* Instructions to follow
How many lines in the items below contain the string "wall", matching case exactly? Reply with only the number.

* Stored dataset items
— begin —

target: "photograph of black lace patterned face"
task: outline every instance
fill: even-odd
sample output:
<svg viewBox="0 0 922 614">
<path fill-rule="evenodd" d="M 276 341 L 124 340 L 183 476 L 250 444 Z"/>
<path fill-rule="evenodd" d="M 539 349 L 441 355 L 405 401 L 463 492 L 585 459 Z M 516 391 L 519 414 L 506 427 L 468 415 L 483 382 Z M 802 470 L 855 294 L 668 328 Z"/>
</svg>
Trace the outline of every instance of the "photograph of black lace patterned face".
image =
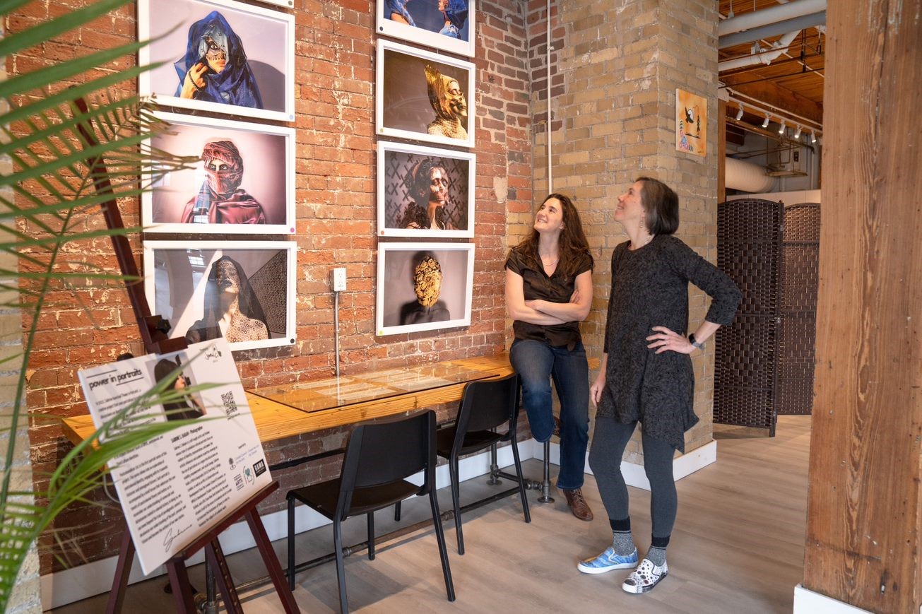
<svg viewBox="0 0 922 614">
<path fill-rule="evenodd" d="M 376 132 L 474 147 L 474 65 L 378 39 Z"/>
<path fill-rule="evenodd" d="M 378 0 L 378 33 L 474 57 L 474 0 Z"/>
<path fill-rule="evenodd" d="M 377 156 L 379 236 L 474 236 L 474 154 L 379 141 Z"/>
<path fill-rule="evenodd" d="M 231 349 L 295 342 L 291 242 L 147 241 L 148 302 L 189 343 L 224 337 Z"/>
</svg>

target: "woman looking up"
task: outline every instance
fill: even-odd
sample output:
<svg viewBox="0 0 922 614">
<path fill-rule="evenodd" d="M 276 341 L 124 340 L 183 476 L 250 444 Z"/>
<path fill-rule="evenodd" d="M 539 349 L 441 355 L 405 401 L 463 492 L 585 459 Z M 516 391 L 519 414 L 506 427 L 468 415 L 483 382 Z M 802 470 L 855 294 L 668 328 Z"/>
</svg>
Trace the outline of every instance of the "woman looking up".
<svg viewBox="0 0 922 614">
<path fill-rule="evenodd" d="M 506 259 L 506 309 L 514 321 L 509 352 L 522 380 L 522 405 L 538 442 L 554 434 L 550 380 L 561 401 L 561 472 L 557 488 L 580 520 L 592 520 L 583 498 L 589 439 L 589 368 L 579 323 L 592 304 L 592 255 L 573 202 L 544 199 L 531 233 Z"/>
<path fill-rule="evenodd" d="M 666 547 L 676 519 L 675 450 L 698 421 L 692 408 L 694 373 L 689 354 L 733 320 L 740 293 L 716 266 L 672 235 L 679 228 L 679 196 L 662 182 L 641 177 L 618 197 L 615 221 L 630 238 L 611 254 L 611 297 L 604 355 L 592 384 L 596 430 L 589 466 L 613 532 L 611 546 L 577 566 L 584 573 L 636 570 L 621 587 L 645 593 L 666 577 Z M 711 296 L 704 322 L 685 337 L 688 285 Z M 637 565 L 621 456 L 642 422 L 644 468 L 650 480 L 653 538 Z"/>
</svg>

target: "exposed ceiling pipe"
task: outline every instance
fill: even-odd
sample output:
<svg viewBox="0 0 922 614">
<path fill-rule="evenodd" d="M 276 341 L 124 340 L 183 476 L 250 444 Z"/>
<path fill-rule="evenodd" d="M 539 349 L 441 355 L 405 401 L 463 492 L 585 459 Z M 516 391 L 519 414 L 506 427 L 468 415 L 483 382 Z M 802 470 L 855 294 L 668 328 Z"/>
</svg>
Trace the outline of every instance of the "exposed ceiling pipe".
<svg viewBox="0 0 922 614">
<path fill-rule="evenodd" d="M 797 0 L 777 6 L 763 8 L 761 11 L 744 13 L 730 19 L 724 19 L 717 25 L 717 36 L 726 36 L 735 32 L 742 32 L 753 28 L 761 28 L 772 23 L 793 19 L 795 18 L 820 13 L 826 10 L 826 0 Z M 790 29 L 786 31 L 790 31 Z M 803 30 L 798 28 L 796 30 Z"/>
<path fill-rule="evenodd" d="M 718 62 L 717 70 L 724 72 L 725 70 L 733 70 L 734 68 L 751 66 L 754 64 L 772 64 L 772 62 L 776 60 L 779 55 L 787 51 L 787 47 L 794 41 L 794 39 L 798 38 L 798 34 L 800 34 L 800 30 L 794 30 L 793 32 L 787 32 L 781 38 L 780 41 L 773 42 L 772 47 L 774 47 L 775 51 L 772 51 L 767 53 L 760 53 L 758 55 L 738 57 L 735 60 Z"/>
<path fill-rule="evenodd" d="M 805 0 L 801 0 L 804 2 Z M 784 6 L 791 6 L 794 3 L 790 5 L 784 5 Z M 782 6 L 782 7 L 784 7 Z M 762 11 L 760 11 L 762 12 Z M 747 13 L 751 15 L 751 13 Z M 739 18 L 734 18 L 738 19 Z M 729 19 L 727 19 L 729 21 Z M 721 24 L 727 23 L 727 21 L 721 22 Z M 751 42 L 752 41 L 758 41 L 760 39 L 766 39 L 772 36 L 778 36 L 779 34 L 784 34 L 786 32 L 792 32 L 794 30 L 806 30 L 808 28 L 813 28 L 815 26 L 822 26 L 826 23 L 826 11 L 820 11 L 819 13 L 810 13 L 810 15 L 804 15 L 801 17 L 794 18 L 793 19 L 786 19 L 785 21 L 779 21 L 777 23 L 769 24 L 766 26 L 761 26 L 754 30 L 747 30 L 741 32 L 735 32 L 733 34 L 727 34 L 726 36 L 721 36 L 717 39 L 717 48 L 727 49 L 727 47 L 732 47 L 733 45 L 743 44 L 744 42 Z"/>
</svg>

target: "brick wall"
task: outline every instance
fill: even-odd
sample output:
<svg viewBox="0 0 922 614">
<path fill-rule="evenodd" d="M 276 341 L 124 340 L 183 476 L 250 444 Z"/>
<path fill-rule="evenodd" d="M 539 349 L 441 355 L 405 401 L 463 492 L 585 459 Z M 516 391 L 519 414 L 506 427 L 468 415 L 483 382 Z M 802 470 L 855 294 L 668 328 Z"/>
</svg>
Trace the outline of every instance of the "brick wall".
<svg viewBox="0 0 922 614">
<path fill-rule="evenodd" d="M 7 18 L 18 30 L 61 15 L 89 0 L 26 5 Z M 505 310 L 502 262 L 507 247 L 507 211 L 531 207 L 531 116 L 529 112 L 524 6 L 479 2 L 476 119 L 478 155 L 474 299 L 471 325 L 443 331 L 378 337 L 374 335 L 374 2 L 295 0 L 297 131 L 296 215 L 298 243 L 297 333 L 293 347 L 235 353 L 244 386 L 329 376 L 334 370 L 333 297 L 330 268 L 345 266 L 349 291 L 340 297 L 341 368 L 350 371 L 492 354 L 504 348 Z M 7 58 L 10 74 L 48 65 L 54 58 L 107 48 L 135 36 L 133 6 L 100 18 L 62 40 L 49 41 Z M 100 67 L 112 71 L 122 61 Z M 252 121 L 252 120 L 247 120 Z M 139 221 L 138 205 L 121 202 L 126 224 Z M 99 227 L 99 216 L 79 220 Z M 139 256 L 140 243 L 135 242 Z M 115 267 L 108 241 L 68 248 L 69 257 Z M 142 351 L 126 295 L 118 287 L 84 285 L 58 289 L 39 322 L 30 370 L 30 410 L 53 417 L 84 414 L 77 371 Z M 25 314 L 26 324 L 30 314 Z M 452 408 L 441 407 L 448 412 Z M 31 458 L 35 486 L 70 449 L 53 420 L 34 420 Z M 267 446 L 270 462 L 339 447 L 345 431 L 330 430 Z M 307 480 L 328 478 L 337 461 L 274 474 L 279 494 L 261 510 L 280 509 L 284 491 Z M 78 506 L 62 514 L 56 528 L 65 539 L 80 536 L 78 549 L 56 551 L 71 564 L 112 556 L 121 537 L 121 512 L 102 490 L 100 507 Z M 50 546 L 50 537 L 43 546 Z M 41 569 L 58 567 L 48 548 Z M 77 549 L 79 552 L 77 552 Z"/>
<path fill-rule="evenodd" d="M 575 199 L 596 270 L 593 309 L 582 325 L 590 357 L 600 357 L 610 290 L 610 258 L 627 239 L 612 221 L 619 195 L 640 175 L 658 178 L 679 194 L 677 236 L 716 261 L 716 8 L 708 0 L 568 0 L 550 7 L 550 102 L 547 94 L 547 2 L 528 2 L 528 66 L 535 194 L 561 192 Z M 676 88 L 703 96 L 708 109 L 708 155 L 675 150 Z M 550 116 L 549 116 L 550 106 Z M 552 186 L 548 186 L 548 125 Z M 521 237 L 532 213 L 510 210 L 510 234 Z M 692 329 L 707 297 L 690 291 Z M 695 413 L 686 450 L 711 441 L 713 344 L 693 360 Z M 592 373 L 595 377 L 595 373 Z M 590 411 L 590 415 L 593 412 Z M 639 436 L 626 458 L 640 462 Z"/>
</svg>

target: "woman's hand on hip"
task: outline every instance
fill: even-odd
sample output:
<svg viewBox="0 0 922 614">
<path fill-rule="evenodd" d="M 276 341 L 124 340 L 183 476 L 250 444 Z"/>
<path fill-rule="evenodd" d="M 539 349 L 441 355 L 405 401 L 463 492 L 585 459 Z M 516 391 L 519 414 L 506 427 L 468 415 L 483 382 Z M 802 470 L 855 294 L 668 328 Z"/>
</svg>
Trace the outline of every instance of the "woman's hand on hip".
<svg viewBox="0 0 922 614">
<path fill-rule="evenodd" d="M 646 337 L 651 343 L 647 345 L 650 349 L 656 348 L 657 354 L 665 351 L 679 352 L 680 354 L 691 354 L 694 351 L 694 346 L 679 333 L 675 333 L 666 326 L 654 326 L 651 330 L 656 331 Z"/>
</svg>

— end —

* Result for this task
2